— BEGIN Extracted records —

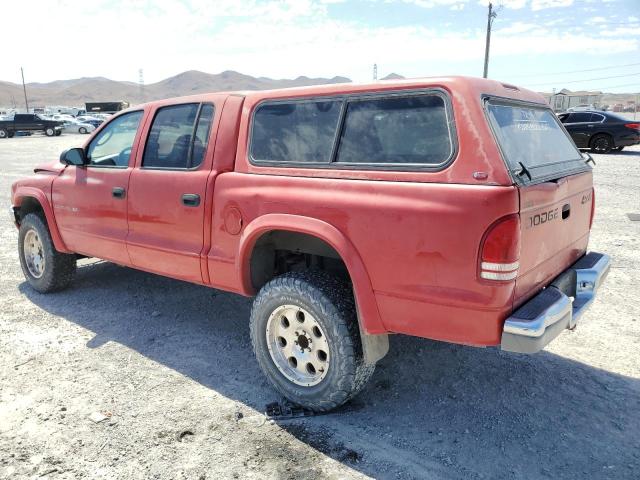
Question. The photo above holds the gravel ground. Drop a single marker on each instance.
(170, 365)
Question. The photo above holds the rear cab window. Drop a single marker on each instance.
(390, 130)
(532, 141)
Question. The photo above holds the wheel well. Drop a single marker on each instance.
(28, 205)
(280, 251)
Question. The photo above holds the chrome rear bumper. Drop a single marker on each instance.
(536, 323)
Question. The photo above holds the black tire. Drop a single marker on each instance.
(601, 143)
(330, 301)
(59, 268)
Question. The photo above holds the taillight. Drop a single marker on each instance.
(500, 251)
(593, 206)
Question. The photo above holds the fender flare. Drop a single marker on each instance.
(40, 197)
(368, 314)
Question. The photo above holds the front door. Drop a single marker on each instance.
(167, 191)
(90, 202)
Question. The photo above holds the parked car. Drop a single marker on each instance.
(601, 131)
(581, 108)
(96, 122)
(350, 211)
(29, 122)
(74, 126)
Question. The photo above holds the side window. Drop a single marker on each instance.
(396, 130)
(169, 142)
(580, 117)
(201, 138)
(112, 146)
(300, 132)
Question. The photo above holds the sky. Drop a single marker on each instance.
(539, 44)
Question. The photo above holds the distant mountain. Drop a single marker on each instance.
(393, 76)
(76, 92)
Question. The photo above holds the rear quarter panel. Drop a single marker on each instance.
(418, 241)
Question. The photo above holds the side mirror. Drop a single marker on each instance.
(73, 156)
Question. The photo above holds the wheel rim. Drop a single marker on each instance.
(298, 345)
(602, 144)
(34, 254)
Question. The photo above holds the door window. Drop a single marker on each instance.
(176, 140)
(112, 146)
(579, 118)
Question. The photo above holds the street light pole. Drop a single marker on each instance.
(490, 18)
(24, 89)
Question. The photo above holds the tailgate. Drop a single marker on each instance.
(555, 220)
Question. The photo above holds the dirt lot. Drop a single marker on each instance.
(171, 364)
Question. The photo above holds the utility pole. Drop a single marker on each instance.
(492, 14)
(24, 89)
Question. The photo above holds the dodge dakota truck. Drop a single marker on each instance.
(455, 209)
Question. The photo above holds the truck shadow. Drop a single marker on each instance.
(431, 410)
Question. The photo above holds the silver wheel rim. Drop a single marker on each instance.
(34, 254)
(297, 345)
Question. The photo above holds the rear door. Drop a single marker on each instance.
(556, 194)
(167, 190)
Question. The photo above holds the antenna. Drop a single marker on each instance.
(141, 84)
(24, 88)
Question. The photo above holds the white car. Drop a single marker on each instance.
(73, 126)
(582, 108)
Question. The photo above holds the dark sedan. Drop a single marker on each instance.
(601, 131)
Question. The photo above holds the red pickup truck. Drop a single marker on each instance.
(455, 209)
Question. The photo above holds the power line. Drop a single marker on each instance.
(577, 71)
(583, 80)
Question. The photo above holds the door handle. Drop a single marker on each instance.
(118, 192)
(191, 199)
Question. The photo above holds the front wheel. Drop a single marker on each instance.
(46, 269)
(305, 336)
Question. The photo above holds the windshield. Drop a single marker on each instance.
(533, 142)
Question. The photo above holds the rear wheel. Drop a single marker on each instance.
(46, 269)
(601, 143)
(305, 336)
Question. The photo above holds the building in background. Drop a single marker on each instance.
(565, 99)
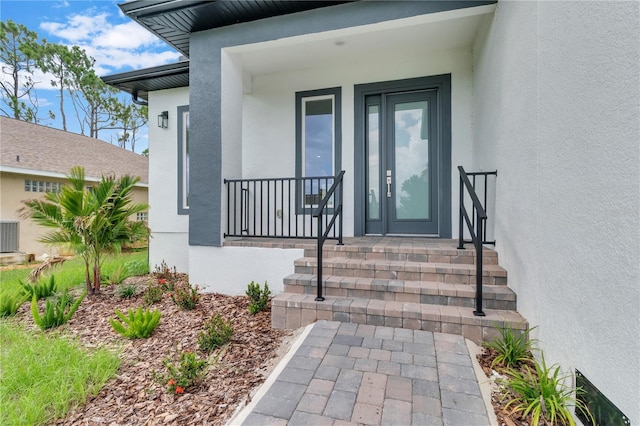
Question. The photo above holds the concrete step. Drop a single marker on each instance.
(403, 270)
(290, 311)
(429, 292)
(410, 254)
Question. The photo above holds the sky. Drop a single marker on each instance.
(117, 43)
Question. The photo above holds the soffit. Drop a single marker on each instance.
(174, 20)
(422, 34)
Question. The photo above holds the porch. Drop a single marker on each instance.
(408, 282)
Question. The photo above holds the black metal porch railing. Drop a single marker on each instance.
(322, 224)
(278, 207)
(285, 208)
(476, 225)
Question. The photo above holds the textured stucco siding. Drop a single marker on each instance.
(556, 111)
(169, 230)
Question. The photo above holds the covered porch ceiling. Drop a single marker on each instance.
(424, 33)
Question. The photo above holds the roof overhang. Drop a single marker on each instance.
(174, 20)
(140, 82)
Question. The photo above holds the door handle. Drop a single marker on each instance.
(388, 183)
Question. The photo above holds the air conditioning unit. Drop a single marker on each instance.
(9, 232)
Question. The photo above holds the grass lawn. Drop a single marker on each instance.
(71, 274)
(44, 374)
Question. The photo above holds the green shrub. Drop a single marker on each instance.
(57, 312)
(135, 268)
(136, 324)
(216, 333)
(127, 291)
(41, 290)
(10, 302)
(186, 296)
(258, 297)
(513, 347)
(189, 371)
(153, 294)
(543, 394)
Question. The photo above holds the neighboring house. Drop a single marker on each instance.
(36, 159)
(544, 92)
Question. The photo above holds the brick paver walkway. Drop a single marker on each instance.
(346, 373)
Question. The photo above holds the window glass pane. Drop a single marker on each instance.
(411, 137)
(318, 146)
(318, 138)
(373, 150)
(185, 159)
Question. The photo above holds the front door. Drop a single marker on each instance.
(401, 143)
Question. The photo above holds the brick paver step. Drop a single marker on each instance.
(430, 292)
(403, 270)
(289, 310)
(411, 254)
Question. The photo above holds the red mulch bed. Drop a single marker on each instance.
(135, 396)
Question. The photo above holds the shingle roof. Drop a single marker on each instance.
(44, 149)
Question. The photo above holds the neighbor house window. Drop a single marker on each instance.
(183, 160)
(41, 186)
(318, 142)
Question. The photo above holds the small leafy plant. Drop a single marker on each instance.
(116, 277)
(217, 332)
(513, 347)
(56, 312)
(187, 372)
(10, 302)
(134, 268)
(136, 324)
(542, 393)
(258, 297)
(164, 272)
(153, 294)
(186, 296)
(40, 290)
(127, 291)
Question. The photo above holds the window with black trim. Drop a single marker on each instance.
(318, 143)
(183, 159)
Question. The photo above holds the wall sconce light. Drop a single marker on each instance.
(163, 119)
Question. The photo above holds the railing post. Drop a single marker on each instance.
(340, 219)
(478, 242)
(460, 228)
(319, 297)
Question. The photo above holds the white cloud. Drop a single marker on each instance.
(116, 47)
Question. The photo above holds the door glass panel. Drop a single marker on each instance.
(411, 153)
(373, 150)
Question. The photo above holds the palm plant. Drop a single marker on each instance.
(93, 222)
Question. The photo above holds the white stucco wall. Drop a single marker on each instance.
(269, 150)
(556, 111)
(228, 270)
(169, 231)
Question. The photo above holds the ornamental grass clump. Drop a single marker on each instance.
(513, 347)
(10, 302)
(541, 392)
(56, 312)
(136, 324)
(40, 290)
(217, 332)
(258, 297)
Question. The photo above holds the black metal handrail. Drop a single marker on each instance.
(477, 222)
(278, 207)
(322, 236)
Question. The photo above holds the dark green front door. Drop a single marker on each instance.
(401, 141)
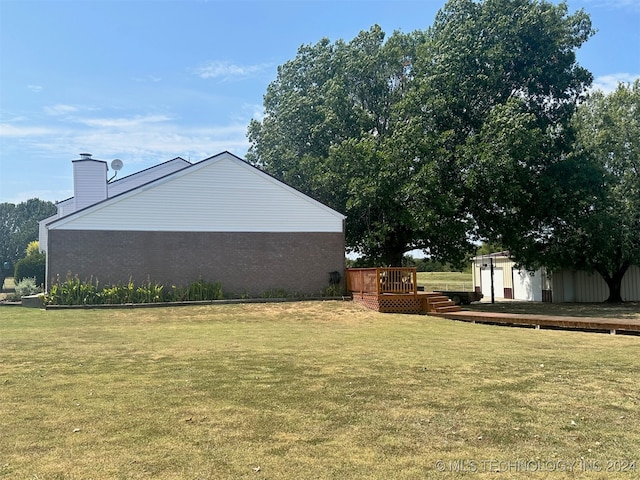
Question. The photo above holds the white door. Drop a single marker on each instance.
(498, 282)
(527, 286)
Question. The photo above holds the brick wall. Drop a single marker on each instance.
(245, 262)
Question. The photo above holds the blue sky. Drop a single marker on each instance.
(148, 80)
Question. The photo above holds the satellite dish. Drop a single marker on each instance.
(116, 164)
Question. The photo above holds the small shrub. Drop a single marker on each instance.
(26, 286)
(32, 266)
(74, 292)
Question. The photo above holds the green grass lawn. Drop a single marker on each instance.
(323, 390)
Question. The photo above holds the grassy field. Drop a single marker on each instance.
(318, 390)
(455, 281)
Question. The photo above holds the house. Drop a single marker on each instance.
(542, 285)
(219, 219)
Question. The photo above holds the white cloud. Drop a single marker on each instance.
(609, 83)
(131, 122)
(624, 4)
(227, 70)
(8, 130)
(60, 109)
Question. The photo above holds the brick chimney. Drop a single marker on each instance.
(89, 181)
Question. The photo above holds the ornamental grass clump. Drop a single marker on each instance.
(75, 292)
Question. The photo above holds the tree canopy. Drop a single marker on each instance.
(386, 131)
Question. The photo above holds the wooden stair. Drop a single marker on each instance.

— END Extracted records —

## Problem statement
Everything from the line that contains "Question. The photo above holds the satellite" through the end of the records must be duplicated exactly, and nothing outside that range.

## Reply
Question. The photo above holds the satellite dish. Drop a single marker on each instance.
(116, 164)
Question. The photo above holds the small shrub. Drop a single marker on each instance.
(26, 286)
(32, 266)
(74, 292)
Question. The photo above holds the green grass lawn. Drop a single marker on each instance.
(323, 390)
Question. The photo above holds the grassy field. Drop a single marker on each instance.
(318, 390)
(455, 281)
Question. The photo above holds the house. Drop a single marker on each instance.
(542, 285)
(219, 219)
Question. The photo above holds the white cloud. Drop a single marker on each instance.
(609, 83)
(131, 122)
(624, 4)
(227, 70)
(8, 130)
(60, 109)
Question. The photo above holds the brick chimney. Drop a single marker on each instance.
(89, 181)
Question. The photo above holds the ornamental grass clump. Drop a single marker on each instance.
(75, 292)
Question. The photo above holds the tree canopy. Drop a single marker on each instance.
(386, 131)
Question. The photo above holds the wooden stair. Drop a single marker on each instance.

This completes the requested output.